Text passage:
★ ★ ★ ★
The 12 minutes
Ideally, the only thing distinguishing science above other methods for gathering reliable knowledge is its ability to break through the old way of thinking and establish a new that’s more in sync with reality. In praxis, however, the attitude most prevalent at universities is the opposite; the assumption we already know what the world is and that being scientific means defending the present way of thinking. From the universities this attitude spreads downward throughout the educational system until it has been infused in all of us. And - the only thing distinguishing science is gone.
This page offers information that takes about 12 minutes to read. It gives you an introduction to revolutionary-science, an essential component of scientific method, and surpasses the information furnished in 5 standard years at university.
Science’s rules of play – a crowbar
The ideas we laymen have about our world are robust. They’re strong because we build a wall around them; we hold them as truths, whether they’re right or wrong. Everyone knows science’s ideas about the world are equally robust. But few know science’s rules of play are a crowbar constructed for the purpose of breaking through the wall and smashing faulty ideas. Here’s a pocket version that’ll make it easier to break through.
The starting point for today’s material governing theory is the assumption the atom is matter, meaning “physical thing”. How this idea acquired the status of science is a mystery. Normally, science requires hypotheses to be verified before deeming them scientific, but the assumption about a material atom has never been verified in the ordinary way. In addition, no experiment in the history of science substantiates the claim that the entities they call particles are matter. Wherever scientists have searched for or studied matter, what they’ve found are miraculous properties…
A collision between so called "particles" can resemble the picture to the left. Or those in the links here og here.
Picture from Fermilab Today.
Materialists’ reaction to the results of these experiments has generally been bewilderment. In modern physics, the presupposed “thing”, the atom, presents itself like a Christmas tree adorned with miracles, where closer scrutiny reveals the tree itself is gone.
What physics can substantiate is this: The atom is a group of small stable entities regulated by a set of forces. The notion that the atom, in addition, is a thing has never been confirmed or verified as required to be constituted as scientific. Instead, it’s upheld entirely through belief and belongs in a very different faculty, the Faculty of Theology.
For us to make full use of this crowbar, first we have to understand why the wall surrounding our ideas about the world pops up and what it's made of. We can learn only so much from studying other people’s walls. More, if we study one closer to home…
Our own wall
Take for instance, our ideas about climate change. It’s solidly documented that there is a change taking place in the climate and this change has potentially catastrophic consequences. Changes are occurring much faster than can be attributed to natural fluctuations, so they’re most likely manmade. And fossil fuel is the most likely cause. Yet we cling to the idea the changes are due to natural fluctuations and continue our lives as before. Why?
★ ★ ★ ★
(Items listed in a dataset)
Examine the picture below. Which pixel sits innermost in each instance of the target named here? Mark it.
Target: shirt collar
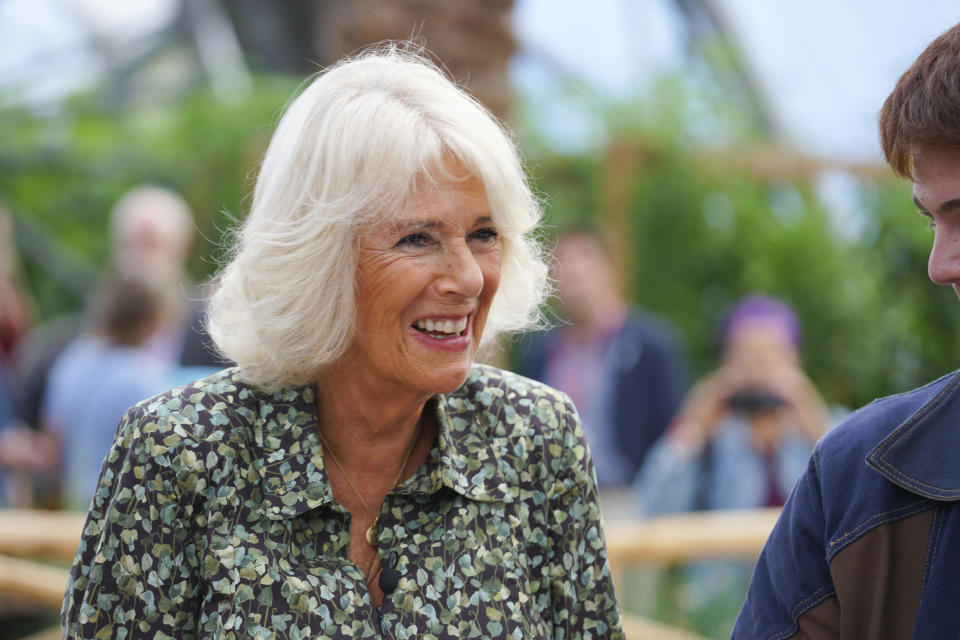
(921, 454)
(294, 480)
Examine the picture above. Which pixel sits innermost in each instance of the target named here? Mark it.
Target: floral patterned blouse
(213, 518)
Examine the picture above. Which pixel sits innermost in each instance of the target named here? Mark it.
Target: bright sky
(825, 65)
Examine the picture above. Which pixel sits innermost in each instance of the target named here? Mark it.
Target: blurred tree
(471, 38)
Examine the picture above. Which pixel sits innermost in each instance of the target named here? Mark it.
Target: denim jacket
(868, 545)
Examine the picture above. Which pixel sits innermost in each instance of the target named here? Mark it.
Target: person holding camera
(744, 433)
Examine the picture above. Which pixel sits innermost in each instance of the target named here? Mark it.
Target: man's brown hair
(924, 107)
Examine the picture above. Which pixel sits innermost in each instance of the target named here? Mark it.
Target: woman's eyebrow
(946, 207)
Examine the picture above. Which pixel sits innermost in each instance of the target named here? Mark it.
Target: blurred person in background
(358, 475)
(98, 377)
(17, 458)
(868, 545)
(744, 432)
(740, 440)
(152, 231)
(622, 366)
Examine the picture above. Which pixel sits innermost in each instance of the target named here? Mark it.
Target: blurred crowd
(738, 438)
(65, 382)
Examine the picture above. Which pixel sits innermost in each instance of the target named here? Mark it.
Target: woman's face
(425, 280)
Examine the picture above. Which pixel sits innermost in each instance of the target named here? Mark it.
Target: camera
(752, 401)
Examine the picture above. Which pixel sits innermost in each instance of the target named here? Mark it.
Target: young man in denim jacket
(868, 545)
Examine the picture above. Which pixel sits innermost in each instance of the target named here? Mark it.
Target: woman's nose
(944, 264)
(462, 274)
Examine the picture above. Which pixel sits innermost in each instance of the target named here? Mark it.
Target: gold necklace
(373, 531)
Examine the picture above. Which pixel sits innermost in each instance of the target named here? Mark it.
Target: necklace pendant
(373, 532)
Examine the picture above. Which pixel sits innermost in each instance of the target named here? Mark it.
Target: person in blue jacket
(868, 544)
(622, 366)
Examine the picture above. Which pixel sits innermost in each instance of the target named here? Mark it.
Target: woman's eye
(414, 240)
(487, 235)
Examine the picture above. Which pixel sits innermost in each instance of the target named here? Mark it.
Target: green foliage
(61, 175)
(702, 236)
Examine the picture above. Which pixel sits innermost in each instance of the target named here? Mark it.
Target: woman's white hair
(353, 147)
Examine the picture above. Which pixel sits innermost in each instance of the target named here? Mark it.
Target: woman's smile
(426, 280)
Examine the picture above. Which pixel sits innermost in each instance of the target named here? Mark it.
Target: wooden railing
(665, 540)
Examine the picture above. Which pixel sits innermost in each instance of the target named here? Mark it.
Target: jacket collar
(291, 466)
(922, 455)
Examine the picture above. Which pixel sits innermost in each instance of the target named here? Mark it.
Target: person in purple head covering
(744, 433)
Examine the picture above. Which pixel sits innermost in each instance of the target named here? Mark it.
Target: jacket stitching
(870, 523)
(806, 604)
(916, 418)
(908, 480)
(930, 557)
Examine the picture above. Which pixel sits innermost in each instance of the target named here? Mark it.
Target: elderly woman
(356, 475)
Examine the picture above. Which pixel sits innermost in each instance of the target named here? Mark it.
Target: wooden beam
(51, 534)
(33, 581)
(639, 628)
(688, 537)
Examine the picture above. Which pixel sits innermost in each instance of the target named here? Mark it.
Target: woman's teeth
★ ★ ★ ★
Required work:
a - Answer these questions using the text about revolutionary science.
(i) About how long does the page say its information takes to read?
(ii) Which source is credited for the picture of a collision between "particles"?
(iii) In which faculty does the text say the notion of the atom as a thing belongs?
b - Repeat the portion of the text about revolutionary science between "The starting point" and "from Fermilab Today.", inclusive.
c - Go on with the text about revolutionary science from the point where it stops.

Numbered answers:
a -
(i) About 12 minutes.
(ii) Fermilab Today.
(iii) The Faculty of Theology.

b -
The starting point for today’s material governing theory is the assumption the atom is matter, meaning “physical thing”. How this idea acquired the status of science is a mystery. Normally, science requires hypotheses to be verified before deeming them scientific, but the assumption about a material atom has never been verified in the ordinary way. In addition, no experiment in the history of science substantiates the claim that the entities they call particles are matter. Wherever scientists have searched for or studied matter, what they’ve found are miraculous properties…
A collision between so called "particles" can resemble the picture to the left. Or those in the links here og here.
Picture from Fermilab Today.

c -
Well. If we switch to the idea it’s manmade, then we’ll have to turn off the spigots for fossil fuel. If we did, a lot more would disappear than just private transportation. We’d have a drastic reduction in material living standard. In short; shifting our ideas about the climate is painful.
What do we do to avoid pain? We mobilize everything we can to build walls. All of us. In unison. We all share a secret, and enthusiastic as we are to pretend we’re good and decent people, we extol completely futile projects as though the solution has been discovered. We applaud everything from an environmental fund, environmental-conscious curriculums, recycling, and electric cars to environmental taxes, building codes demanding thicker insolation, and international agreements like CO2-quotas. All the while the Cause with a capital C remains untouched: the spigots for fossil fuels remain open and every political administration on the planet has plans to leave them open until the sources are tapped dry.
Shifting ideas is just as painful inside the scientific community as outside. More painful, in fact. These are people whose livelihood is to sell the truth. Changing one’s mind about what constitutes the truth isn’t conducive to a good market price.
But don’t think enthusiasm in safeguarding science’s secrets is due to conscious efforts to conceal something. It doesn’t even have to be. Safeguarding these secrets is directly linked to the goal of a career and all the benefits that come with it. Those goals are conscious. And they create a very effective wall. We seldom hear of a physicist breaking out of the fold who wants to have the Physics Institute transferred to the Faculty of Theology. It’s just as rare to see a biologist break through the wall and become a member of the Norwegian Parapsychological Society. Nor do we often see a member of The Royal Norwegian Society of Sciences open a center for healing and thought field therapy or hold courses in visualizing available parking spots.
What I was taught about science’s game-rules during my 5 years at the University in Oslo is completely useless compared with what you’ll learn here in 12 minutes. For instance, we were never told that in reality, it was cowboys unaware of the group’s secrets who’d unleashed most revolutions in knowledge. We were never told they’d been able to do so because they’d strictly adhered to science’s game-rules or that they’d been met with heavy resistance from the professional scientific community. Nor were we told that every revolution in understanding involved a shift in logic and therefore constituted a breach with established reason.
What we were taught implied it was no longer necessary to heed science’s rules of play. We were told the Truth–meaning the material worldview–had finally been found. From now on scientific chivalry didn’t entail striving to verify the prevailing assumptions in an effort to determine whether the journey in understanding should continue down that path, but to safeguard us from superstition and quasi-science so we can all park at today’s stopping point.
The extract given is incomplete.